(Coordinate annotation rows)
·····

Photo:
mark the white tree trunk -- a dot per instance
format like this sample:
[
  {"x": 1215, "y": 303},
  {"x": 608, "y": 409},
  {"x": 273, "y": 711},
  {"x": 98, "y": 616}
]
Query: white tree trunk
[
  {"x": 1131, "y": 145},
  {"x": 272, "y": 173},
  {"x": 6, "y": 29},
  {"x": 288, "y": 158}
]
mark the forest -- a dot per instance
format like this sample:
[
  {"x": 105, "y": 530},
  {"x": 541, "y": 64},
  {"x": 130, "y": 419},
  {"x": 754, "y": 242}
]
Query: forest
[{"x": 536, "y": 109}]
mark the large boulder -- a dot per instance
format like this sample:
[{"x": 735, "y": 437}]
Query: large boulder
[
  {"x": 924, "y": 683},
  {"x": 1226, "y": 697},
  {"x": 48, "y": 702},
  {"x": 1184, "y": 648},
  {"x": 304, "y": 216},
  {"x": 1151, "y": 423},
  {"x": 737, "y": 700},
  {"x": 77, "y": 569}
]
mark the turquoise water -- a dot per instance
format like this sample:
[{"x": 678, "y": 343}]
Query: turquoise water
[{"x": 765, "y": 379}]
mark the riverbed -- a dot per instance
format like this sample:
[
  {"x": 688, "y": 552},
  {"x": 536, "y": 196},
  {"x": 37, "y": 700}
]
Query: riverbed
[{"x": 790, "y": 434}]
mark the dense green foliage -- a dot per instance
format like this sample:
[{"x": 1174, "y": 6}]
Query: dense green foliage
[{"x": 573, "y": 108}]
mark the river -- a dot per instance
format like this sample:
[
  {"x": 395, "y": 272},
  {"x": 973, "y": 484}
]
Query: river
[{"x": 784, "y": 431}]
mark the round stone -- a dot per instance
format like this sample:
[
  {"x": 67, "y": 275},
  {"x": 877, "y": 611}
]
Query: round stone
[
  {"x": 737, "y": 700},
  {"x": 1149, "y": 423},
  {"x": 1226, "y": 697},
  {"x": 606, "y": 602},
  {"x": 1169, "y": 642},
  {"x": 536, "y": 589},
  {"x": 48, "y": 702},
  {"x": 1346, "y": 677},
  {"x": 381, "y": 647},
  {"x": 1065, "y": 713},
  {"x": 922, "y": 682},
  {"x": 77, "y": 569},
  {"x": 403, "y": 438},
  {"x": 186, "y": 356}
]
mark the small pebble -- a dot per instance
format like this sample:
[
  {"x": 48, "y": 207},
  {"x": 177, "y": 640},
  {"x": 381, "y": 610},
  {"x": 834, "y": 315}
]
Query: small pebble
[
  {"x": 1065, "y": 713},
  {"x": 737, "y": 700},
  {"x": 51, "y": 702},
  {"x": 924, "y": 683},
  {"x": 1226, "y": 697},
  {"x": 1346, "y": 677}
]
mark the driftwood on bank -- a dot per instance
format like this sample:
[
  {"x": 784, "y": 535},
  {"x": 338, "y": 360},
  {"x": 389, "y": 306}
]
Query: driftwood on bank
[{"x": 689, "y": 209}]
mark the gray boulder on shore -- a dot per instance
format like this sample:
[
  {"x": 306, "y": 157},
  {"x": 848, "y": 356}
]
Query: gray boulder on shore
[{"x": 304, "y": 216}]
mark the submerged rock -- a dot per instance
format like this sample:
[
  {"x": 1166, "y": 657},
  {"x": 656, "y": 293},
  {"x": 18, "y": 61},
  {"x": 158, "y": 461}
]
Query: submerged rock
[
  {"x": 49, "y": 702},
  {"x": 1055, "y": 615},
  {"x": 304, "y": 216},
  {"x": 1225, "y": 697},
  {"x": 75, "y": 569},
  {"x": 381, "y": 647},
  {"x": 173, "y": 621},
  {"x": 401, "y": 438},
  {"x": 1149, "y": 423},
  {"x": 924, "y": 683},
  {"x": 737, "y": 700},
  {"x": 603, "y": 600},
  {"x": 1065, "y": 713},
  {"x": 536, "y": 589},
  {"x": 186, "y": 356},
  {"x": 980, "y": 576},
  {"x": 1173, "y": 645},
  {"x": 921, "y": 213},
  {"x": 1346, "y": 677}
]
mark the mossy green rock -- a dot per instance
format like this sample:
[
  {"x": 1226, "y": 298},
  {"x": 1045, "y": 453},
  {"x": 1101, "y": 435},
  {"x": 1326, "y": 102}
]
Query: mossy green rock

·····

→ EXERCISE PROMPT
Turn the rows above into a JSON list of strings, one string per line, skipping blank lines.

→ EXERCISE RESPONSE
[
  "Photo:",
  "mark the white tree trunk -- a dot per instance",
  "format like this sample:",
  "[",
  "  {\"x\": 1215, \"y\": 303},",
  "  {\"x\": 608, \"y\": 409},",
  "  {\"x\": 273, \"y\": 711},",
  "  {\"x\": 98, \"y\": 616}",
  "]",
  "Query: white tree trunk",
  "[",
  "  {\"x\": 1131, \"y\": 145},",
  "  {\"x\": 272, \"y\": 173},",
  "  {\"x\": 6, \"y\": 29},",
  "  {\"x\": 288, \"y\": 158}",
  "]",
  "mark the forest -- a dot per instance",
  "format like this sample:",
  "[",
  "  {\"x\": 105, \"y\": 530},",
  "  {\"x\": 541, \"y\": 64},",
  "  {\"x\": 130, \"y\": 419},",
  "  {\"x\": 754, \"y\": 242}",
  "]",
  "Query: forest",
  "[{\"x\": 536, \"y\": 109}]",
  "mark the large boulder -- a dot per instance",
  "format like this sample:",
  "[{\"x\": 735, \"y\": 437}]",
  "Query: large boulder",
  "[",
  "  {\"x\": 924, \"y\": 683},",
  "  {\"x\": 1226, \"y\": 697},",
  "  {\"x\": 48, \"y\": 702},",
  "  {\"x\": 1184, \"y\": 648},",
  "  {\"x\": 304, \"y\": 216},",
  "  {\"x\": 1151, \"y\": 423},",
  "  {\"x\": 737, \"y\": 700},",
  "  {\"x\": 77, \"y\": 569}",
  "]",
  "mark the turquoise water -- a dot per instance",
  "format like this sample:",
  "[{\"x\": 678, \"y\": 343}]",
  "Query: turquoise water",
  "[{\"x\": 765, \"y\": 379}]",
  "mark the riverbed -- a dot per instance",
  "format like this sample:",
  "[",
  "  {\"x\": 688, \"y\": 552},",
  "  {\"x\": 536, \"y\": 196},",
  "  {\"x\": 37, \"y\": 700}",
  "]",
  "Query: riverbed",
  "[{\"x\": 790, \"y\": 434}]",
  "mark the dense green foliage -- a dot per instance",
  "format like this sample:",
  "[{\"x\": 1174, \"y\": 6}]",
  "Query: dense green foliage",
  "[{\"x\": 573, \"y\": 108}]",
  "mark the river -- a dot per instance",
  "format like this sample:",
  "[",
  "  {\"x\": 395, \"y\": 272},",
  "  {\"x\": 973, \"y\": 484}",
  "]",
  "Query: river",
  "[{\"x\": 784, \"y\": 431}]",
  "mark the round stone -- a dot per instance",
  "format like this sample:",
  "[",
  "  {\"x\": 67, \"y\": 275},",
  "  {\"x\": 877, \"y\": 611}",
  "]",
  "Query: round stone",
  "[",
  "  {\"x\": 737, \"y\": 700},",
  "  {\"x\": 1149, \"y\": 423},",
  "  {\"x\": 1226, \"y\": 697},",
  "  {\"x\": 606, \"y\": 602},",
  "  {\"x\": 1169, \"y\": 642},",
  "  {\"x\": 536, \"y\": 589},",
  "  {\"x\": 48, \"y\": 702},",
  "  {\"x\": 1346, \"y\": 677},",
  "  {\"x\": 381, \"y\": 647},",
  "  {\"x\": 1065, \"y\": 713},",
  "  {\"x\": 922, \"y\": 682},",
  "  {\"x\": 77, \"y\": 569},",
  "  {\"x\": 403, \"y\": 438},",
  "  {\"x\": 186, \"y\": 356}",
  "]",
  "mark the small pebble -- a dot per instance",
  "format like this sample:",
  "[",
  "  {\"x\": 48, \"y\": 207},",
  "  {\"x\": 177, \"y\": 640},",
  "  {\"x\": 381, \"y\": 610},",
  "  {\"x\": 834, \"y\": 315}",
  "]",
  "Query: small pebble",
  "[",
  "  {\"x\": 1065, \"y\": 713},",
  "  {\"x\": 737, \"y\": 700},",
  "  {\"x\": 51, \"y\": 702},",
  "  {\"x\": 924, \"y\": 683},",
  "  {\"x\": 1226, \"y\": 697},",
  "  {\"x\": 1346, \"y\": 677}",
  "]",
  "mark the driftwood on bank -- a dot per instance",
  "format like this sample:",
  "[",
  "  {\"x\": 784, \"y\": 535},",
  "  {\"x\": 338, \"y\": 360},",
  "  {\"x\": 389, \"y\": 306}",
  "]",
  "Query: driftwood on bank",
  "[{\"x\": 689, \"y\": 209}]",
  "mark the gray boulder on shore -- a dot per instance",
  "format like this sample:",
  "[",
  "  {\"x\": 306, \"y\": 157},",
  "  {\"x\": 848, \"y\": 356}",
  "]",
  "Query: gray boulder on shore",
  "[{\"x\": 304, \"y\": 216}]",
  "mark the submerged rock -- a dot per instance",
  "format like this sample:",
  "[",
  "  {\"x\": 1166, \"y\": 657},",
  "  {\"x\": 656, \"y\": 293},",
  "  {\"x\": 18, \"y\": 61},",
  "  {\"x\": 158, \"y\": 461}",
  "]",
  "Query: submerged rock",
  "[",
  "  {\"x\": 49, \"y\": 702},",
  "  {\"x\": 1055, \"y\": 615},",
  "  {\"x\": 304, \"y\": 216},",
  "  {\"x\": 1225, \"y\": 697},",
  "  {\"x\": 75, \"y\": 569},",
  "  {\"x\": 381, \"y\": 647},",
  "  {\"x\": 173, \"y\": 621},",
  "  {\"x\": 401, \"y\": 438},",
  "  {\"x\": 1149, \"y\": 423},",
  "  {\"x\": 924, \"y\": 683},",
  "  {\"x\": 737, \"y\": 700},",
  "  {\"x\": 603, \"y\": 600},",
  "  {\"x\": 1065, \"y\": 713},",
  "  {\"x\": 536, \"y\": 589},",
  "  {\"x\": 186, \"y\": 356},",
  "  {\"x\": 980, \"y\": 576},",
  "  {\"x\": 1173, \"y\": 645},",
  "  {\"x\": 921, \"y\": 213},",
  "  {\"x\": 1346, \"y\": 677}",
  "]",
  "mark the mossy green rock -- a dot per instance",
  "format like this sample:",
  "[",
  "  {\"x\": 1226, \"y\": 298},",
  "  {\"x\": 1045, \"y\": 453},",
  "  {\"x\": 1101, \"y\": 435},",
  "  {\"x\": 1326, \"y\": 102}",
  "]",
  "Query: mossy green rock"
]